### Exercise details
Extract all of the entries and give them again, word for word.

### Records for the exercise
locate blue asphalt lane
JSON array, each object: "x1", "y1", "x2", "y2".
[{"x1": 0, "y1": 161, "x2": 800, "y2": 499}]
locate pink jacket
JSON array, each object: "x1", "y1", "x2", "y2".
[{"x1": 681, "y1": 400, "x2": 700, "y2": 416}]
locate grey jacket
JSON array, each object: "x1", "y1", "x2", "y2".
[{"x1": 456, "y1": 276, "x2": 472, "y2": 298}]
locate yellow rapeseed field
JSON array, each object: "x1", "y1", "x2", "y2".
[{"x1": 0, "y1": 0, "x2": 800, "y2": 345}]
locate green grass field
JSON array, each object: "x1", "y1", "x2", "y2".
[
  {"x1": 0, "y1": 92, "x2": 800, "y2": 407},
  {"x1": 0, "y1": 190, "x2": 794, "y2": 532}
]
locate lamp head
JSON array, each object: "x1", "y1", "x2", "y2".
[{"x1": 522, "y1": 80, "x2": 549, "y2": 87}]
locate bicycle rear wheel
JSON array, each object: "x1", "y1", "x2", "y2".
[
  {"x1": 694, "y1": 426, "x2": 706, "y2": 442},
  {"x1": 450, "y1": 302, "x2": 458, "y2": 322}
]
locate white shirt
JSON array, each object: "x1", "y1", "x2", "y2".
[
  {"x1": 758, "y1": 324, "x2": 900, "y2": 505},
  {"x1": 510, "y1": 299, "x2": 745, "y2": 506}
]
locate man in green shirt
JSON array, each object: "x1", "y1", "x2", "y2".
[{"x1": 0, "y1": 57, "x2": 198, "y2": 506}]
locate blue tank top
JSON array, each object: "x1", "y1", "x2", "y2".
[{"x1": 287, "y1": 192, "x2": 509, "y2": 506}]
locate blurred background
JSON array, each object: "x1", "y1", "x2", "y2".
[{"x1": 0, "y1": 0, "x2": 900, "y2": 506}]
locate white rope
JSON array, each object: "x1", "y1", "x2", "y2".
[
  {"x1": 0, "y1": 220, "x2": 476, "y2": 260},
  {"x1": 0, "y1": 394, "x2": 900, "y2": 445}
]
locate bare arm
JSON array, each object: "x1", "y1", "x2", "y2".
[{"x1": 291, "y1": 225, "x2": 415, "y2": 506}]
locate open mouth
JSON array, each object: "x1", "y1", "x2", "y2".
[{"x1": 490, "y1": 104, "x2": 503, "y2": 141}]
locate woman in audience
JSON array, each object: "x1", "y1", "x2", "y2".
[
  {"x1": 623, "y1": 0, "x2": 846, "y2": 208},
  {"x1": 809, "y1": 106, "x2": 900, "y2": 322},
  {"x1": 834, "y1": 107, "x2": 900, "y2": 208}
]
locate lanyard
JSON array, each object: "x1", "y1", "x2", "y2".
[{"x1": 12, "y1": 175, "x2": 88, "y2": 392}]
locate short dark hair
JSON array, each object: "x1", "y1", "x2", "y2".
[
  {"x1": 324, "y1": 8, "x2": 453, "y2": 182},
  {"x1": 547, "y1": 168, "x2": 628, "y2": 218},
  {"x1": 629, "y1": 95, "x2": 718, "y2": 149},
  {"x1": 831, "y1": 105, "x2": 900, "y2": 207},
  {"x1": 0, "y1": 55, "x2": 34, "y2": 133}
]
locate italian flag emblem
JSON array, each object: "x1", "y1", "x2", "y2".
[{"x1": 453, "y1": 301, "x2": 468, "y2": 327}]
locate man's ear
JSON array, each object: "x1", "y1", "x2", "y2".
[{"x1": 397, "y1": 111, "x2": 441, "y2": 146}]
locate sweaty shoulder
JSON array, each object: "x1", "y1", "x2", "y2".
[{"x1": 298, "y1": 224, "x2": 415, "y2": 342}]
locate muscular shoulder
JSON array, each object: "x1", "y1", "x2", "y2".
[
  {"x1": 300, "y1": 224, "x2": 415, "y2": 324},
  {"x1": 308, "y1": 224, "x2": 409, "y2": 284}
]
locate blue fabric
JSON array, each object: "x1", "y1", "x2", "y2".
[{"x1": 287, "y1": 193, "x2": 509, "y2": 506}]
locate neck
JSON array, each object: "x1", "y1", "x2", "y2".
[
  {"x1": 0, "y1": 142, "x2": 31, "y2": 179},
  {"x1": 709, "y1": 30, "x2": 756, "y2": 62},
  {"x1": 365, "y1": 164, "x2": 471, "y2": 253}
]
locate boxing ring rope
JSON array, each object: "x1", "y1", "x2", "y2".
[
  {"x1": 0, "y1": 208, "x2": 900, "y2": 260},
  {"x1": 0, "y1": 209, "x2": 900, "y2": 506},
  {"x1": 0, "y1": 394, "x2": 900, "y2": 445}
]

### Exercise answer
locate blue asphalt lane
JSON array, each object: "x1", "y1", "x2", "y2".
[{"x1": 0, "y1": 161, "x2": 800, "y2": 499}]
locate pink jacket
JSON array, each object: "x1", "y1", "x2", "y2".
[{"x1": 681, "y1": 400, "x2": 700, "y2": 416}]
locate grey jacket
JSON array, each object: "x1", "y1", "x2", "y2".
[{"x1": 456, "y1": 276, "x2": 472, "y2": 298}]
locate yellow rapeseed field
JSON array, each object: "x1", "y1", "x2", "y2".
[{"x1": 0, "y1": 0, "x2": 800, "y2": 345}]
locate green grass field
JSON array, each object: "x1", "y1", "x2", "y2".
[
  {"x1": 0, "y1": 92, "x2": 800, "y2": 407},
  {"x1": 0, "y1": 190, "x2": 794, "y2": 532}
]
locate lamp head
JSON array, each object: "x1", "y1", "x2", "y2".
[{"x1": 522, "y1": 80, "x2": 549, "y2": 87}]
locate bicycle rear wheel
JSON array, each object: "x1", "y1", "x2", "y2".
[
  {"x1": 694, "y1": 426, "x2": 706, "y2": 442},
  {"x1": 450, "y1": 302, "x2": 458, "y2": 322}
]
locate white shirt
JSON array, each object: "x1", "y1", "x2", "y2".
[
  {"x1": 758, "y1": 324, "x2": 900, "y2": 505},
  {"x1": 510, "y1": 299, "x2": 745, "y2": 506}
]
locate man in green shirt
JSON array, each object: "x1", "y1", "x2", "y2".
[{"x1": 0, "y1": 57, "x2": 198, "y2": 506}]
locate blue tank top
JSON array, each object: "x1", "y1", "x2", "y2".
[{"x1": 287, "y1": 192, "x2": 509, "y2": 506}]
locate blurred background
JSON array, each object: "x1", "y1", "x2", "y2".
[{"x1": 0, "y1": 0, "x2": 900, "y2": 506}]
locate white rope
JSON array, each object: "x1", "y1", "x2", "y2".
[
  {"x1": 0, "y1": 220, "x2": 476, "y2": 260},
  {"x1": 0, "y1": 394, "x2": 900, "y2": 445}
]
locate bare arm
JSON array, each object: "x1", "y1", "x2", "y2".
[{"x1": 291, "y1": 225, "x2": 415, "y2": 506}]
locate open mouth
JSON array, each object: "x1", "y1", "x2", "y2".
[{"x1": 490, "y1": 104, "x2": 503, "y2": 141}]
locate woman in audience
JSON array, each object: "x1", "y1", "x2", "y2".
[
  {"x1": 623, "y1": 0, "x2": 846, "y2": 208},
  {"x1": 809, "y1": 106, "x2": 900, "y2": 322},
  {"x1": 834, "y1": 107, "x2": 900, "y2": 208}
]
locate lanyard
JSON array, each object: "x1", "y1", "x2", "y2".
[{"x1": 12, "y1": 175, "x2": 88, "y2": 392}]
locate short dark hair
JSON array, each object: "x1", "y1", "x2", "y2".
[
  {"x1": 324, "y1": 8, "x2": 453, "y2": 182},
  {"x1": 547, "y1": 168, "x2": 628, "y2": 218},
  {"x1": 629, "y1": 95, "x2": 718, "y2": 149},
  {"x1": 831, "y1": 105, "x2": 900, "y2": 207},
  {"x1": 0, "y1": 55, "x2": 34, "y2": 133}
]
locate italian flag emblem
JSON array, each object: "x1", "y1", "x2", "y2".
[{"x1": 453, "y1": 301, "x2": 468, "y2": 327}]
locate man's ear
JSON array, each object: "x1", "y1", "x2", "y2".
[{"x1": 397, "y1": 111, "x2": 441, "y2": 146}]
locate sweaty shoulder
JSON array, each object: "x1", "y1", "x2", "y2".
[{"x1": 298, "y1": 224, "x2": 415, "y2": 342}]
locate muscular shoulder
JSON array, each object: "x1", "y1", "x2", "y2".
[
  {"x1": 300, "y1": 224, "x2": 415, "y2": 324},
  {"x1": 308, "y1": 224, "x2": 409, "y2": 284}
]
locate blue fabric
JSON array, each object: "x1", "y1", "x2", "y2".
[{"x1": 287, "y1": 193, "x2": 509, "y2": 506}]
locate neck
JSON array, each object: "x1", "y1", "x2", "y2".
[
  {"x1": 0, "y1": 142, "x2": 31, "y2": 179},
  {"x1": 709, "y1": 30, "x2": 756, "y2": 62},
  {"x1": 365, "y1": 164, "x2": 471, "y2": 253}
]
locate boxing ring rope
JSON array, each object: "x1", "y1", "x2", "y2".
[
  {"x1": 0, "y1": 208, "x2": 900, "y2": 260},
  {"x1": 0, "y1": 209, "x2": 900, "y2": 506},
  {"x1": 0, "y1": 394, "x2": 900, "y2": 445}
]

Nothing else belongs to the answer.